**Available records**.
[Begin]

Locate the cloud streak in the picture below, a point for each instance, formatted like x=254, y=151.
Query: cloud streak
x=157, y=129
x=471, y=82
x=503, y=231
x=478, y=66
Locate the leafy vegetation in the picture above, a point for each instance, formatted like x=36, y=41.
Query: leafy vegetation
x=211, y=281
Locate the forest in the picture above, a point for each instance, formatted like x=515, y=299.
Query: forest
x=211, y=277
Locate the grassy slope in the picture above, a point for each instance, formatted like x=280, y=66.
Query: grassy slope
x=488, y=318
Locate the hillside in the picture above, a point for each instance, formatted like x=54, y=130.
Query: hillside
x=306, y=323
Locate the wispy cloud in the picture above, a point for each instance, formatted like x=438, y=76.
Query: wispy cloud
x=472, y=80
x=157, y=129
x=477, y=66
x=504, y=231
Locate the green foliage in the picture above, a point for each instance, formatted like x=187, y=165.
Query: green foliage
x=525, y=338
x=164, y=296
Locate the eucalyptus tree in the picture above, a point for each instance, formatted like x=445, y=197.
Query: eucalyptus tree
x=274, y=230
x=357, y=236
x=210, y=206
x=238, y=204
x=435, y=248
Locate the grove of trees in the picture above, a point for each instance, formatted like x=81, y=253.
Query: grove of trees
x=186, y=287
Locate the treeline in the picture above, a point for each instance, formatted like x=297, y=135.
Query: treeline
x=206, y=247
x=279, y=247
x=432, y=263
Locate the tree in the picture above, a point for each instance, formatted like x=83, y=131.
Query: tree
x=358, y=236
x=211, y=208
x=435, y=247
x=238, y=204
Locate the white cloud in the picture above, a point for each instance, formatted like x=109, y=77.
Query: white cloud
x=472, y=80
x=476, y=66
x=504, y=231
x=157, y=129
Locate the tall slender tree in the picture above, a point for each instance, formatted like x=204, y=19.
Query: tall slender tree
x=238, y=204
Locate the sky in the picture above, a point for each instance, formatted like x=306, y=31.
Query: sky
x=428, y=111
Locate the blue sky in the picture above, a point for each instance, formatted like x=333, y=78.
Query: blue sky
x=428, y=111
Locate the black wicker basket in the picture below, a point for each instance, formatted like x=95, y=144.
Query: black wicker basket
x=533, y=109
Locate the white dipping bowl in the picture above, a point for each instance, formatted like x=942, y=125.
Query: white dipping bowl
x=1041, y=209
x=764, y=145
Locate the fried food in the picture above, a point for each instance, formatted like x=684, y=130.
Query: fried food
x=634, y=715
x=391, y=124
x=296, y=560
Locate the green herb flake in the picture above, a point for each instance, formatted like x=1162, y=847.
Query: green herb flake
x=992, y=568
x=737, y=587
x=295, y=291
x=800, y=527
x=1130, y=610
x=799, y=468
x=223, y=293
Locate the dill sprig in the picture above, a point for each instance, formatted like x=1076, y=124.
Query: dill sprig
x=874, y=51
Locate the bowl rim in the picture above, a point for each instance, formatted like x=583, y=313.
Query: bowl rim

[End]

**Short task**.
Write out the part of the entries that opens with the line containing "Locate the blue" and closes with the line containing "x=764, y=145", including both of those lines.

**Full output**.
Locate the blue sky in the picture above, a point for each instance, formatted like x=333, y=78.
Query: blue sky
x=428, y=111
Locate the black wicker basket in the picture below, a point for each instance, formatted like x=95, y=144.
Query: black wicker basket
x=533, y=109
Locate the white dipping bowl in the picture above, a point for each instance, formatted like x=942, y=125.
Query: white dipping bowl
x=1041, y=209
x=764, y=145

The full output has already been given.